**THE EXERCISE**
Turn the lines below into a numbered list, skipping any blank lines and leaving out the pictures.

========

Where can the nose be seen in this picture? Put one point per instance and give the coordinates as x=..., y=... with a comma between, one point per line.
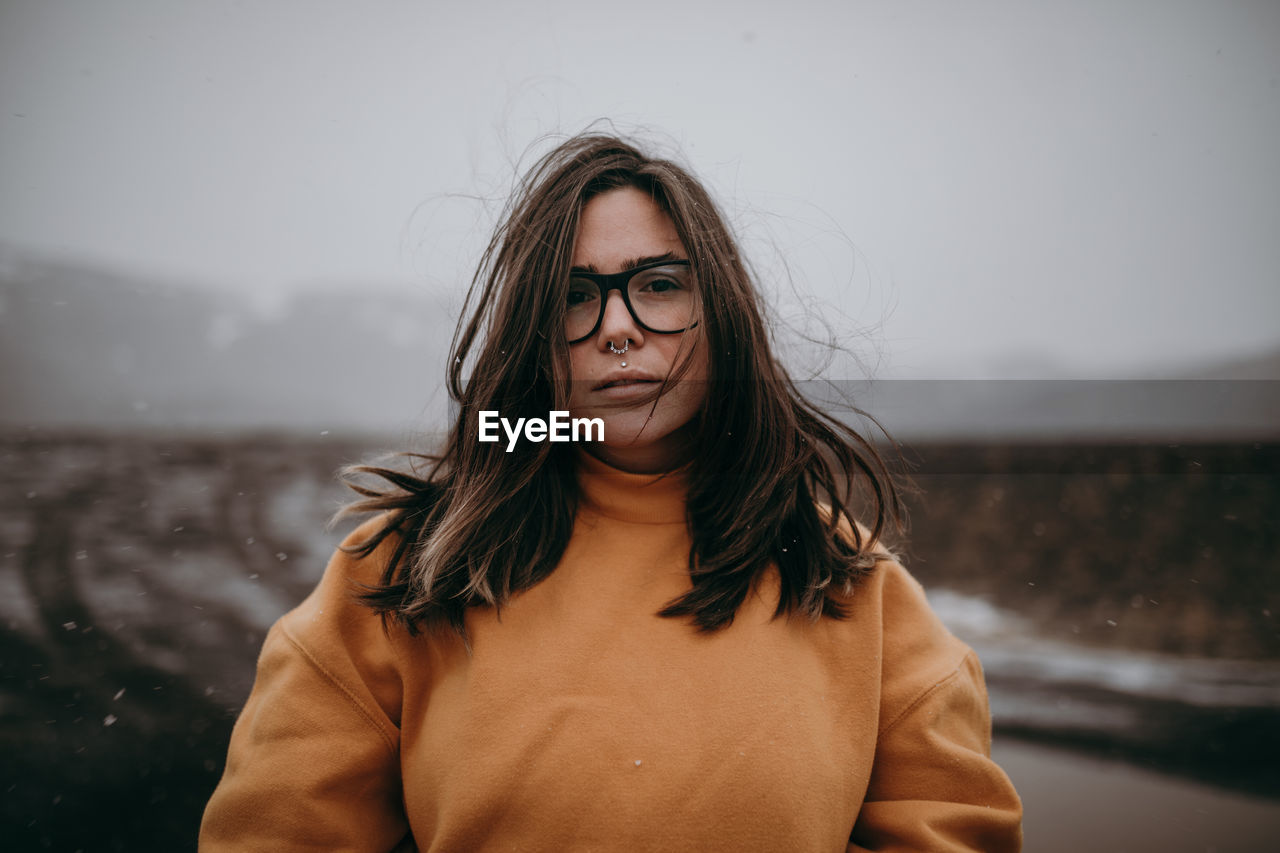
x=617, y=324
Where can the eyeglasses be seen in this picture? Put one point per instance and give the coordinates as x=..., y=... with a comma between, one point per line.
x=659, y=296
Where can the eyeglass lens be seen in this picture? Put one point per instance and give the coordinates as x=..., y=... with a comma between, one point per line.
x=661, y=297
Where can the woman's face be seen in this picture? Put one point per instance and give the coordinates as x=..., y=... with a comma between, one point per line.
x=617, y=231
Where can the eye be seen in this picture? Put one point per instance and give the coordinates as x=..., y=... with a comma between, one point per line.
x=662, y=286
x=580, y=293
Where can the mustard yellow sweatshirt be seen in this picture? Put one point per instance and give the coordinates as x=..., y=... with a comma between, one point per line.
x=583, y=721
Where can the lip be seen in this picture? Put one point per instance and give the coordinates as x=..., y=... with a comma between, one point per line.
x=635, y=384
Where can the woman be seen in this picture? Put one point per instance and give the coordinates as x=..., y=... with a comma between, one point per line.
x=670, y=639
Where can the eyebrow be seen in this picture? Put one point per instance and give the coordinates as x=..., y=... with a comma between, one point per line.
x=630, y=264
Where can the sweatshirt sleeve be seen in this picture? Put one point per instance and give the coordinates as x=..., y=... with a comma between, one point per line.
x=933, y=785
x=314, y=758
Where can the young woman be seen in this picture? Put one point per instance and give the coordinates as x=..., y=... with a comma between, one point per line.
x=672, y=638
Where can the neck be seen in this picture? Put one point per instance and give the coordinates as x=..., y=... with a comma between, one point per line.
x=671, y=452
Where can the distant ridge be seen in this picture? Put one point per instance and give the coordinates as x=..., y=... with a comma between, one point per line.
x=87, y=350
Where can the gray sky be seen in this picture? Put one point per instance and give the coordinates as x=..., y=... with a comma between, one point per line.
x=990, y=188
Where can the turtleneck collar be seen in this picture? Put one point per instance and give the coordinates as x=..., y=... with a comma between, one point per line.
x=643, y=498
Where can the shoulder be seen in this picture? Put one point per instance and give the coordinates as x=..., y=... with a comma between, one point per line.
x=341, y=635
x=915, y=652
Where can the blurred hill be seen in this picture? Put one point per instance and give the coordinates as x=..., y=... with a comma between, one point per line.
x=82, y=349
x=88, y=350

========

**FINISHED TASK**
1. Where can the nose be seen in this picture? Put one point per instance and give the coordinates as x=..., y=... with a comma between, one point per line.
2. x=617, y=324
3. Where can the eyeglasses be seen in this picture? Put one point per instance and give the coordinates as x=..., y=... with a comma between, one point per line.
4. x=659, y=296
5. Where can the eyeglass lens be seen in this picture? Put one point per instance and give the coordinates as x=..., y=... with a comma between, one point per line.
6. x=661, y=297
7. Where can the woman's face be seen in this picture? Put one point per instance and give the coordinates as x=..., y=... with a comma between, one point per line.
8. x=617, y=231
9. Where can the eye be seen in this picture? Put one point per instance and give the coordinates as x=..., y=... with a comma between, one point per line.
10. x=662, y=286
11. x=580, y=293
12. Where can the mustard yellow sweatshirt be seen in this picture? Put one point per instance and give the coordinates as x=..., y=... with a comma between, one point per line.
13. x=583, y=721
14. Where can the lip be seen in this picture? Put one point per instance and give the coordinates as x=..., y=... with a comma between, one point per line.
15. x=635, y=384
16. Where can the woman be seen in this picture? Put one point per instance and give the coordinates as x=..., y=... with a comma between, one point per line.
17. x=670, y=639
18. Where can the eyebrow be seen in this picture? Put one point per instance and give the coordinates as x=..., y=... with a comma between, one point per line.
19. x=630, y=264
20. Where can the sweatshirt sleeve be seen in this picture? Put one point per instance and give the coordinates as x=..., y=... with a comma between, one point per line.
21. x=933, y=785
22. x=314, y=758
23. Where can the young woman be seen in this picture? Put one point per instance and give the coordinates as x=..., y=... with a comma between, one point per line.
24. x=672, y=638
25. Where can the neck be seen in this picture? Put one point per instance and give the coordinates as x=..., y=... with a comma between, one point per line.
26. x=671, y=452
27. Where can the distant ridge be seen in this picture? Put one point per instance and give the coordinates as x=..., y=... with a comma between, one point per line.
28. x=87, y=350
29. Where can the gray sky be seen in this picture? Put one point per instance and give the coordinates as x=..., y=... with a comma between, one point per line.
30. x=990, y=188
31. Where can the turtleneck collar be seen in this picture? Put one point per instance and give the coordinates as x=..., y=... with a comma between, one point per line.
32. x=643, y=498
33. Where can the shoulder be seen in this picture? Put one point per instance and give the coordinates as x=..., y=... with a comma between, one point per line.
34. x=341, y=635
35. x=915, y=652
36. Where can the blurred hill be seen in this picture? Put one point per instance and give the coordinates as x=..., y=... with a comma between, one point per line.
37. x=82, y=349
38. x=88, y=350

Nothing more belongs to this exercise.